### Task statement:
Please return every line of the records that contains the word "photo".
━━━ Information supplied ━━━
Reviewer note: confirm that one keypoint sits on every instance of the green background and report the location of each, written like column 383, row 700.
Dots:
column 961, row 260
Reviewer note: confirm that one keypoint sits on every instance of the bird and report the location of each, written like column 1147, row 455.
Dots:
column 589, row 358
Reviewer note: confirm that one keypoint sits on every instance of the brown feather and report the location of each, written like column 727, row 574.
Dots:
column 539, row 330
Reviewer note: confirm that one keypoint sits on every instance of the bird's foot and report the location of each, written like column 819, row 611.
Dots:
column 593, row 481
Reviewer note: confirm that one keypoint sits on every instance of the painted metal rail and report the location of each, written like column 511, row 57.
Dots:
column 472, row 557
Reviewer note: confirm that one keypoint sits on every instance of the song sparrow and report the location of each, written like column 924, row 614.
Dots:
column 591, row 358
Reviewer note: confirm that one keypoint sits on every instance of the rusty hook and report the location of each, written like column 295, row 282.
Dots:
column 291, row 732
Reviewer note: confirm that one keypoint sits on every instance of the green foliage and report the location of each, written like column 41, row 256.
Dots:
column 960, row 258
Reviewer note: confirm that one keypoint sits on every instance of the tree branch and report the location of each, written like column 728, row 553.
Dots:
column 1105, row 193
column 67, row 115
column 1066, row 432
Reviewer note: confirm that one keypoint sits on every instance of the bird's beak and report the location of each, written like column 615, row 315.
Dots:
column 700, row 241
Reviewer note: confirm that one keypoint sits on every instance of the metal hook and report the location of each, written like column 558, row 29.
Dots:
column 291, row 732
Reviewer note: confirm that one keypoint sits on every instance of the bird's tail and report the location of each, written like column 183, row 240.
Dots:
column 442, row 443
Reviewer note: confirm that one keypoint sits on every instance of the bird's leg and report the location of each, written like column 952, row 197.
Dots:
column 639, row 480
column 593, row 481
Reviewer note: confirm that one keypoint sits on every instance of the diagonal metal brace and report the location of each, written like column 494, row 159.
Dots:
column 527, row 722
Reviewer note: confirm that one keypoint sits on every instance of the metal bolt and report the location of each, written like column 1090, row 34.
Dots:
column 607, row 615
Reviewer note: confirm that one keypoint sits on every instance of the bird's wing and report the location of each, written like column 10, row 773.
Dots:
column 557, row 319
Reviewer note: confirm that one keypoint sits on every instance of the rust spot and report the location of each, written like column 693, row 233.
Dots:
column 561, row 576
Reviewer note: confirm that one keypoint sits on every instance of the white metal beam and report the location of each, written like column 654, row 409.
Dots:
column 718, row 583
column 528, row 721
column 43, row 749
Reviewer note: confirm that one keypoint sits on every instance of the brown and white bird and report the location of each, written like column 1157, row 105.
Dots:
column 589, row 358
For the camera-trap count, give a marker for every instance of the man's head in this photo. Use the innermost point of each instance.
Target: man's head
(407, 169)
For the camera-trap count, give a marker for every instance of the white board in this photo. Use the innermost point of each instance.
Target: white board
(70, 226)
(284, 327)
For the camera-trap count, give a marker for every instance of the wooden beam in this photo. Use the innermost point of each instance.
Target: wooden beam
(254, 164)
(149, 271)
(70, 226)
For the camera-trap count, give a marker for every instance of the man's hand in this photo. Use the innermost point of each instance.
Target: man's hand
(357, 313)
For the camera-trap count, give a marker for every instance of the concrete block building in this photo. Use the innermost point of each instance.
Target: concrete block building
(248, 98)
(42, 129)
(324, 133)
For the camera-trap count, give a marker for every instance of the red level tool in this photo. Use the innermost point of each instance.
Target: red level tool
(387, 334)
━━━
### Task response:
For the camera-trap count, give a marker for every instance of the man's head in this photo. Use the innermost point of each instance.
For the camera-trap count, give a marker for every instance of the white board in this photo. Use the innermost point of each instance.
For the camera-trap count, give a marker for every instance of the wooden beam in this photo. Use the innermost point of each instance.
For the camera-trap count, give a marker for every instance of the man's hand in this photo. Use the innermost point of each instance.
For the camera-trap count, give a marker for every instance of the concrete block building in this photo. Use the innermost point of each instance.
For the camera-trap count, give a marker for every instance of the red level tool in this photo. Use the innermost point of each instance.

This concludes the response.